** Tarefas a fazer **
A: Reproduza sem alterações o trecho do artigo que vai de "A riqueza do" até "e questionamento constantes.".
B: Responda, com base no artigo, às perguntas seguintes:
(i) Qual é o título do livro em cujo prefácio Jorge Castelo explora os princípios necessários ao estudo do fenómeno?
(ii) Aprender é desconstruir o que nos foi transmitido por quem?
(iii) Quantos aspetos sobressaem na primeira citação?

** Artigo **
▼▼▼

A riqueza do jogo de futebol é tal que, para que possamos continuar a compreendê-lo e a entendê-lo em profundidade, com tantas facetas de conhecimento que se envolvem no seu desenvolvimento atual, precisamos de de estar em aprendizagem e questionamento constantes.
É a constante quebra de preconceitos que, durante tantos anos, pareceram fazer lei no mundo desportivo e que, nos nossos dias, ainda insiste em fazer-se como barreira ao aprofundamento do conhecimento existente acerca do jogo. No prefácio do livro Futebol – Anatomia do Jogo, o professor Jorge Castelo explora os princípios necessários ao estudo do fenómeno.
Aprender é desconstruir o que nos foi transmitido pelas gerações anteriores, voltando-se a construir de modo mais inteligente. Desta assunção, importa teorizar constantemente a prática, designadamente através do questionamento da crença, do habitual, do usual e do corriqueiro.
Dois aspetos sobressaem nesta primeira citação. Por um lado, o entendimento da aprendizagem como uma desconstrução. Jorge Castelo não entenderá a aprendizagem como um processo de acumulação de verdades ditadas por quem ensina, mas sim como a possibilidade para reconstruir o conhecimento anterior de forma “mais inteligente”.

▲▲▲

** Dados guardados **
▼▼▼

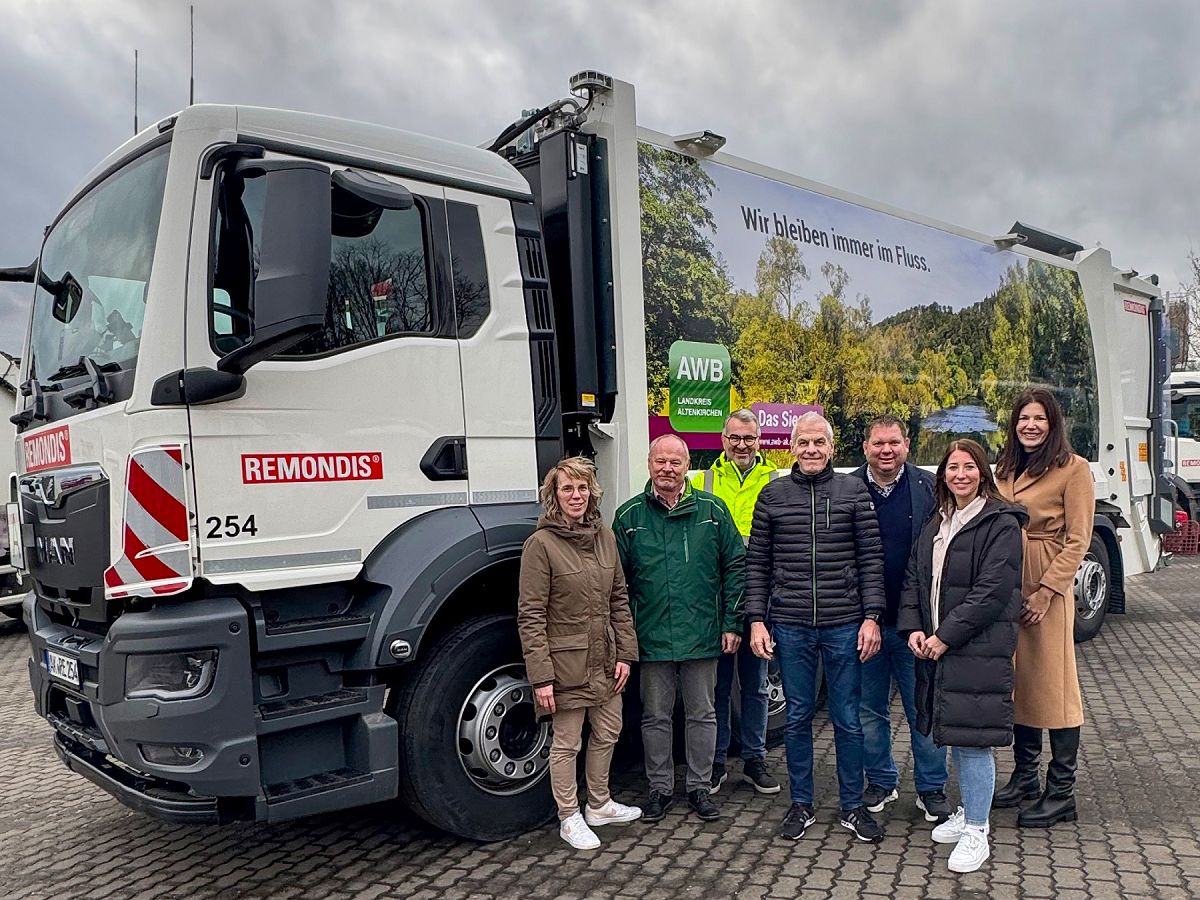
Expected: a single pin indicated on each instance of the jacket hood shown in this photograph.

▲▲▲
▼▼▼

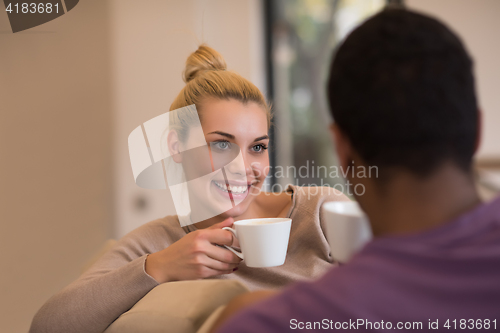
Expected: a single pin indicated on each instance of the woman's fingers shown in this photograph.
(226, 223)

▲▲▲

** Respostas por tarefa **
A:
A riqueza do jogo de futebol é tal que, para que possamos continuar a compreendê-lo e a entendê-lo em profundidade, com tantas facetas de conhecimento que se envolvem no seu desenvolvimento atual, precisamos de de estar em aprendizagem e questionamento constantes.

B:
(i) Futebol – Anatomia do Jogo
(ii) Pelas gerações anteriores
(iii) Dois